[Referring expression grounding data]
* * * *
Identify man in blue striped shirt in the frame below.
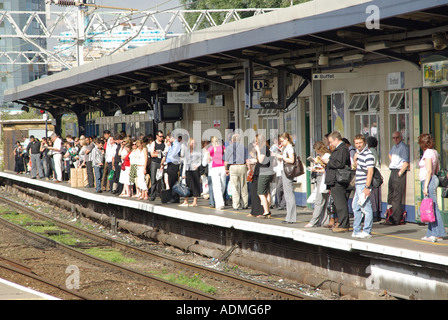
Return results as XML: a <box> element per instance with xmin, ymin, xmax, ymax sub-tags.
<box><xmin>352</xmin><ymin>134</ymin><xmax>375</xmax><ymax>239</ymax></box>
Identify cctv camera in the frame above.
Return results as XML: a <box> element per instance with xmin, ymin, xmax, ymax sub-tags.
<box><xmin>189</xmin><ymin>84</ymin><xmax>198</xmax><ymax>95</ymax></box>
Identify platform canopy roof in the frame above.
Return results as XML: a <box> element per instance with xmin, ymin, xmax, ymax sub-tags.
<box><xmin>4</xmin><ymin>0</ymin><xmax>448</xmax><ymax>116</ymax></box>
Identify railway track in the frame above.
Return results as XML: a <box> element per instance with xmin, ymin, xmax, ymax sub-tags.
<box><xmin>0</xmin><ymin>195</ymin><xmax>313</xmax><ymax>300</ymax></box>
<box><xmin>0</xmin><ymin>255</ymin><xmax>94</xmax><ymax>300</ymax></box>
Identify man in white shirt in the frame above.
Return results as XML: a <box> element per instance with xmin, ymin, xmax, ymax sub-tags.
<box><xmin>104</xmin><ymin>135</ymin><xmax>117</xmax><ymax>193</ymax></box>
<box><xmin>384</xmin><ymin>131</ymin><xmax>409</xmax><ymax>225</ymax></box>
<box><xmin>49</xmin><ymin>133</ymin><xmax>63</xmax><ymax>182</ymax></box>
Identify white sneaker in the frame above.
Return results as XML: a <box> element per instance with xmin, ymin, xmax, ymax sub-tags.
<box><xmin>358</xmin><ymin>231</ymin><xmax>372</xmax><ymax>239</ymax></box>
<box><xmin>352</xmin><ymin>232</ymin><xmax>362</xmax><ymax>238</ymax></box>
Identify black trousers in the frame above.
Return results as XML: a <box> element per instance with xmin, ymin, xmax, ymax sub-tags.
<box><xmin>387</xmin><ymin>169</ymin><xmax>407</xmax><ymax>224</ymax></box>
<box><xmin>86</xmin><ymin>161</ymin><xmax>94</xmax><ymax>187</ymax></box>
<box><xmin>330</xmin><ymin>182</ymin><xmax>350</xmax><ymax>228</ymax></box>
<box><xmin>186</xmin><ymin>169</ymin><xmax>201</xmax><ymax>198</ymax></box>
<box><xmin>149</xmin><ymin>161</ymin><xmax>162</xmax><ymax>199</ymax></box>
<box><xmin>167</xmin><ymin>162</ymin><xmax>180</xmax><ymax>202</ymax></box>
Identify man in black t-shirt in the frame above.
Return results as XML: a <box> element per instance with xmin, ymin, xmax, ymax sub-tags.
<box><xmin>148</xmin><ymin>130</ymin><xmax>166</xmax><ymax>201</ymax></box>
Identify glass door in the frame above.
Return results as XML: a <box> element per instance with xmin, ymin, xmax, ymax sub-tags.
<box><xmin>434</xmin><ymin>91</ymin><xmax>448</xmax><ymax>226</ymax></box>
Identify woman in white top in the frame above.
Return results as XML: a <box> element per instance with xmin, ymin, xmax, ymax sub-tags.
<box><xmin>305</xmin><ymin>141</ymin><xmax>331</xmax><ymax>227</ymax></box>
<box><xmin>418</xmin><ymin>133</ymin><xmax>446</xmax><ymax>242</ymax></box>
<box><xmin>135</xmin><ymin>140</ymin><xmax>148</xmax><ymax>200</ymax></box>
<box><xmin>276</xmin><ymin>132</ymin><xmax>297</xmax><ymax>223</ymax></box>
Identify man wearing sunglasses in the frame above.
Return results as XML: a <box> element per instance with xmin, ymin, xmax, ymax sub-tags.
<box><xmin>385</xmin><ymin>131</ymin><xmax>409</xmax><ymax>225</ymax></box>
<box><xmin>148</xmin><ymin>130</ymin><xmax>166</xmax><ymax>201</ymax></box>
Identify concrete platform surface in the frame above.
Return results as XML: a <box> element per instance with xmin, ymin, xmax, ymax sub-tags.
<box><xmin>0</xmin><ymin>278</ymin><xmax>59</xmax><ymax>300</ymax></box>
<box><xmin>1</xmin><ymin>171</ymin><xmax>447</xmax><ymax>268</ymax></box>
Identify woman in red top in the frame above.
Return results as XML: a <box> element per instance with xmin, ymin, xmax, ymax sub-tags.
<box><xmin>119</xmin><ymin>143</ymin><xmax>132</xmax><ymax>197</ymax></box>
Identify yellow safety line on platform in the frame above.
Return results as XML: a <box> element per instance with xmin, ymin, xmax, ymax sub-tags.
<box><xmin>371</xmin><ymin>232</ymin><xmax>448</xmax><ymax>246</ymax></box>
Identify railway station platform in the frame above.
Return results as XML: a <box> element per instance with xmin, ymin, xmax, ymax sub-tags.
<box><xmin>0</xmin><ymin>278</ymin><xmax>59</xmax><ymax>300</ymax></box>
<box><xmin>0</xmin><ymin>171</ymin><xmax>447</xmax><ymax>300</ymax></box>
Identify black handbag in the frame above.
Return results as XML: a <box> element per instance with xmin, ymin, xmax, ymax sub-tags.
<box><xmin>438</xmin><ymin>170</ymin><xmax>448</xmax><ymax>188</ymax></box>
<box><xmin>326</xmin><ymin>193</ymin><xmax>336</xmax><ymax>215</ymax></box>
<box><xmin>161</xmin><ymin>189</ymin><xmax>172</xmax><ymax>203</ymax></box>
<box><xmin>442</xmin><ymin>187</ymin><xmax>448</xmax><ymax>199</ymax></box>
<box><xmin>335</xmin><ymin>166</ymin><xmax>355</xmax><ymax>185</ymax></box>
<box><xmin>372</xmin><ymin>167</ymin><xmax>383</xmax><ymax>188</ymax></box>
* * * *
Exactly as written, restate the lines above from the opening line through the one holding "Identify black trousers in the frame above.", omitting the pictures.

Identify man in blue striped shirt in the frame below.
Return results as XML: a <box> element per instance with xmin, ymin, xmax, ymax sub-tags.
<box><xmin>352</xmin><ymin>134</ymin><xmax>375</xmax><ymax>239</ymax></box>
Identify cctv camera in the frame above.
Return results as XML: a <box> element per instance with xmin, ymin, xmax, ymax sub-tags.
<box><xmin>189</xmin><ymin>84</ymin><xmax>198</xmax><ymax>95</ymax></box>
Identify platform canopy roof in the frame above.
Return results as XML: a <box> element per instance with xmin, ymin, xmax, ymax sub-tags.
<box><xmin>4</xmin><ymin>0</ymin><xmax>448</xmax><ymax>116</ymax></box>
Identify railway track in the frame above.
Return results as XML: a <box> element per instance with xmin, ymin, xmax, ymax sub-tags.
<box><xmin>0</xmin><ymin>195</ymin><xmax>313</xmax><ymax>300</ymax></box>
<box><xmin>0</xmin><ymin>255</ymin><xmax>94</xmax><ymax>300</ymax></box>
Identify man in white shirt in the frame above.
Return results as XML: a <box> element per instance with xmin, ymin, xmax, ymax sub-tags.
<box><xmin>104</xmin><ymin>135</ymin><xmax>117</xmax><ymax>193</ymax></box>
<box><xmin>384</xmin><ymin>131</ymin><xmax>409</xmax><ymax>225</ymax></box>
<box><xmin>49</xmin><ymin>133</ymin><xmax>63</xmax><ymax>182</ymax></box>
Identify white sneaker in the frame above.
Return results as XML: a <box> element per instance with xmin, ymin, xmax, ymax sub-tags.
<box><xmin>358</xmin><ymin>231</ymin><xmax>372</xmax><ymax>239</ymax></box>
<box><xmin>352</xmin><ymin>232</ymin><xmax>362</xmax><ymax>238</ymax></box>
Identify black trousers in the frame above.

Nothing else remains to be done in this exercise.